* _Problem requirements_
From the entries below, return only the lines starting at the one that contains "[[51, 113], [137, 145], [402, 293]]" and ending at the one that contains "[[158, 275], [307, 232], [186, 178], [104, 311]]", exactly as they stand.

(Data records begins)

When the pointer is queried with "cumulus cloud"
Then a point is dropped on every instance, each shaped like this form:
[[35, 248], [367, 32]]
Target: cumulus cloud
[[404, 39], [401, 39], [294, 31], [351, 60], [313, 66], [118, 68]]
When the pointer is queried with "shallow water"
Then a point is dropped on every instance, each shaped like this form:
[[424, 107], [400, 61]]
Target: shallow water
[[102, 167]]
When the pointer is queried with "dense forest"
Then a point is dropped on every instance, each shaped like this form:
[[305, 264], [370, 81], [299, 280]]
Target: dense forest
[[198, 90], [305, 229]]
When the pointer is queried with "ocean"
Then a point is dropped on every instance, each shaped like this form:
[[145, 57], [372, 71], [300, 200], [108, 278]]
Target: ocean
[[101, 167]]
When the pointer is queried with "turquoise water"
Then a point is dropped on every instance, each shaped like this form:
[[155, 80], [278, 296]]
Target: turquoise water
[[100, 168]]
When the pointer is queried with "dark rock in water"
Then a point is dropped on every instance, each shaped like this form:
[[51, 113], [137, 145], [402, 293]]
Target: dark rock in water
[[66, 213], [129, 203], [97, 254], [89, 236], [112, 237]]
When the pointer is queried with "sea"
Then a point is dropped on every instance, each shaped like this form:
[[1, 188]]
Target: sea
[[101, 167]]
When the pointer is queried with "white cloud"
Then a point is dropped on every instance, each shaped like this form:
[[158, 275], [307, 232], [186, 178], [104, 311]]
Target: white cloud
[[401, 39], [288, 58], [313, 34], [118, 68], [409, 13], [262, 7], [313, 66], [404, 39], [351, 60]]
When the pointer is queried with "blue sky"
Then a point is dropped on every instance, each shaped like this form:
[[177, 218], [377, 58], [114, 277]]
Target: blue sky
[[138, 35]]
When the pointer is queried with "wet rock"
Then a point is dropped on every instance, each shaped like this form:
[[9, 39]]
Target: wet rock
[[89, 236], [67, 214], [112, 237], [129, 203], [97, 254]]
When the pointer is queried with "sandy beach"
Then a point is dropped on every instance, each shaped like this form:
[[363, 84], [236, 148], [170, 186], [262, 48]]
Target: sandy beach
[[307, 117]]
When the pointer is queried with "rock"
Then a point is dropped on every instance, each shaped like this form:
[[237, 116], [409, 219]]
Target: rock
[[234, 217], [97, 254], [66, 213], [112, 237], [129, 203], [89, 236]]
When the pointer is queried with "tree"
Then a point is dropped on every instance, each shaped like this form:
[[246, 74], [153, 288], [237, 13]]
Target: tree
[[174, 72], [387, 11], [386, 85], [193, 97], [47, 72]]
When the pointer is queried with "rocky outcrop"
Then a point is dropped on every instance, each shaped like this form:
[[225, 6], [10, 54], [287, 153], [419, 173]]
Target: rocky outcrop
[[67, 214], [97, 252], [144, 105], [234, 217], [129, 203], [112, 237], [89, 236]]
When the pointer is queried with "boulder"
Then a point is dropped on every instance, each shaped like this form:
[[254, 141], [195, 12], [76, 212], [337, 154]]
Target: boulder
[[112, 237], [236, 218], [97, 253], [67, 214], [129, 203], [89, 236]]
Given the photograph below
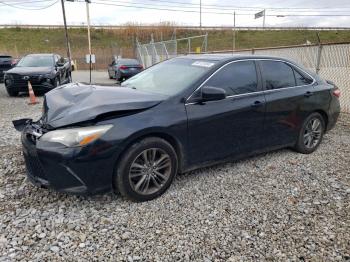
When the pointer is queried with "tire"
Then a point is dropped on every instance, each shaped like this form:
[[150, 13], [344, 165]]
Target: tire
[[139, 182], [69, 78], [56, 82], [311, 134], [11, 93]]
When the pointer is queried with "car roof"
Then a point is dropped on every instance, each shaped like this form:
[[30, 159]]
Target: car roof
[[229, 57], [127, 59], [40, 54]]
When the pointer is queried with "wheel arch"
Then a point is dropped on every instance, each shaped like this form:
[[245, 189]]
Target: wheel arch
[[325, 117], [175, 143]]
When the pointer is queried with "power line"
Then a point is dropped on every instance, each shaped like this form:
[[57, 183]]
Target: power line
[[218, 6], [141, 6], [27, 8]]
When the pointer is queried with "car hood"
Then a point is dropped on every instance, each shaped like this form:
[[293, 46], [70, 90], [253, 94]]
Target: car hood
[[75, 103], [30, 70]]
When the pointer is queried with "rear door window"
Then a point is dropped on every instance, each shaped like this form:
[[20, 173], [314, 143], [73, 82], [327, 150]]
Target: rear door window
[[277, 75], [236, 78]]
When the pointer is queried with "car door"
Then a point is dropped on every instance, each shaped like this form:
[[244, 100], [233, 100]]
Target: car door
[[111, 68], [232, 126], [289, 98]]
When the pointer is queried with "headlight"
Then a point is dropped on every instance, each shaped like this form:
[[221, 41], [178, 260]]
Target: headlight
[[76, 136]]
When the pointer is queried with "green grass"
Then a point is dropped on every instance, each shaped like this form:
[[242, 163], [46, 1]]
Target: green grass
[[20, 41]]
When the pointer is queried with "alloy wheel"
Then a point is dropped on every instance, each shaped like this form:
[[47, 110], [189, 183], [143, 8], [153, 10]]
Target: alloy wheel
[[312, 133], [150, 171]]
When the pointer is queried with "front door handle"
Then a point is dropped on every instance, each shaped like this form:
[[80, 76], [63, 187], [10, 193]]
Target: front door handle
[[308, 94], [257, 103]]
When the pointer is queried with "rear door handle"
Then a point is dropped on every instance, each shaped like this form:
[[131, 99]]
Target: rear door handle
[[257, 103], [308, 94]]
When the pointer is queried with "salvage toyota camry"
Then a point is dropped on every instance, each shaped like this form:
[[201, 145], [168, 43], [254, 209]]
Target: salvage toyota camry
[[185, 113]]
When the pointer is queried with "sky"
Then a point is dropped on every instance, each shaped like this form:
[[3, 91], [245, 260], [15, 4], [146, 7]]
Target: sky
[[102, 14]]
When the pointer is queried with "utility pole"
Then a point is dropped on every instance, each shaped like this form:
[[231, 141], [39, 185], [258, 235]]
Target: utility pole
[[234, 32], [200, 14], [66, 34], [89, 38], [264, 18]]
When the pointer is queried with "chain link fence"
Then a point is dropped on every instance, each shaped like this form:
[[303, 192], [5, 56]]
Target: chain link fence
[[330, 61], [155, 52]]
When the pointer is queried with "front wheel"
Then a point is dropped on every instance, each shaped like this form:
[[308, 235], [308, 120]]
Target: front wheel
[[11, 93], [146, 170], [56, 82], [311, 134]]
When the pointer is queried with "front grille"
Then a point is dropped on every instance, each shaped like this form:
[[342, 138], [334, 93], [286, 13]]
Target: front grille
[[34, 166], [18, 81], [32, 134]]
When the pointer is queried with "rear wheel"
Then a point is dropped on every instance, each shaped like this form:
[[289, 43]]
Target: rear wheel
[[311, 134], [146, 170]]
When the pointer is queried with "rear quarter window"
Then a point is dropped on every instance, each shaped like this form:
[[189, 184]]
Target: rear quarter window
[[277, 75]]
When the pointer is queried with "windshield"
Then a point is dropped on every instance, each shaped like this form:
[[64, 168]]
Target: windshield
[[36, 61], [170, 77]]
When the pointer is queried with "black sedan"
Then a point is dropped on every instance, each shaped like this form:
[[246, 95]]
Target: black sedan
[[44, 71], [136, 138], [122, 69]]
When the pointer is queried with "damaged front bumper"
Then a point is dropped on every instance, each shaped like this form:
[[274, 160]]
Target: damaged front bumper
[[71, 170]]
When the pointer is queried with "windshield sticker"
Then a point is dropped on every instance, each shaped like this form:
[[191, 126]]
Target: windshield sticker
[[203, 64]]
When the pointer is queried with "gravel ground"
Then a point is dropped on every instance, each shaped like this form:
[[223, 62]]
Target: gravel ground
[[276, 206]]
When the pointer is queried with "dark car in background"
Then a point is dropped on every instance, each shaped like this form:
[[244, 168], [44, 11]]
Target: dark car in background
[[43, 71], [176, 116], [122, 69], [6, 63]]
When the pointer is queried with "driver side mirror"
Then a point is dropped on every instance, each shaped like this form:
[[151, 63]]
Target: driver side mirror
[[210, 93]]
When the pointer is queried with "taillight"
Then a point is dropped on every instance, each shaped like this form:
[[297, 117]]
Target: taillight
[[336, 92]]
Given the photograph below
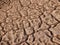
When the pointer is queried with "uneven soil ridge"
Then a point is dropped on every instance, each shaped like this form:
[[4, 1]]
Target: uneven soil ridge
[[29, 22]]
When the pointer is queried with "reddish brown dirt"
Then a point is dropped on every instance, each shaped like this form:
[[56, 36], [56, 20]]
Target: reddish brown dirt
[[29, 22]]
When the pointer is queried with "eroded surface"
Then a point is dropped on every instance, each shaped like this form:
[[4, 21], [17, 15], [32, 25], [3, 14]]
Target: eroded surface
[[29, 22]]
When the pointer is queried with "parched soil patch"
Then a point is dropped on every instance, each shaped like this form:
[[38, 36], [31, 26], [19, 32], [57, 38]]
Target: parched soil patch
[[29, 22]]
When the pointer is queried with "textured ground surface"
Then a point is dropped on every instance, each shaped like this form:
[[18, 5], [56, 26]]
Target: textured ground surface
[[29, 22]]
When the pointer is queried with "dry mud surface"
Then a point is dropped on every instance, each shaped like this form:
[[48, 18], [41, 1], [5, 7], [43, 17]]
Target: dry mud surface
[[29, 22]]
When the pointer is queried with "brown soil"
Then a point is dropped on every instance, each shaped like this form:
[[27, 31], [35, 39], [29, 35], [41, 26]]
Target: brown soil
[[29, 22]]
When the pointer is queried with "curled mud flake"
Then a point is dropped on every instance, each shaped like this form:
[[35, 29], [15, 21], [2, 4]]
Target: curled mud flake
[[30, 39], [25, 2], [56, 14], [4, 3]]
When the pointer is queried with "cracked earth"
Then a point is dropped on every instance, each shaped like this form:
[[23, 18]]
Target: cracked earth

(Data records ends)

* _Answer for this exercise_
[[51, 113], [137, 145], [402, 293]]
Target: dark rock in water
[[66, 213], [129, 203], [97, 254], [89, 236], [112, 237]]
When the pointer is queried with "sea"
Then a point is dropped on every instance, each shaped like this form:
[[1, 188]]
Target: sea
[[101, 167]]
When the pointer is queried with "white cloud"
Then a point is dropped on every instance, each shaped like this form:
[[158, 275], [307, 232], [186, 178], [104, 311]]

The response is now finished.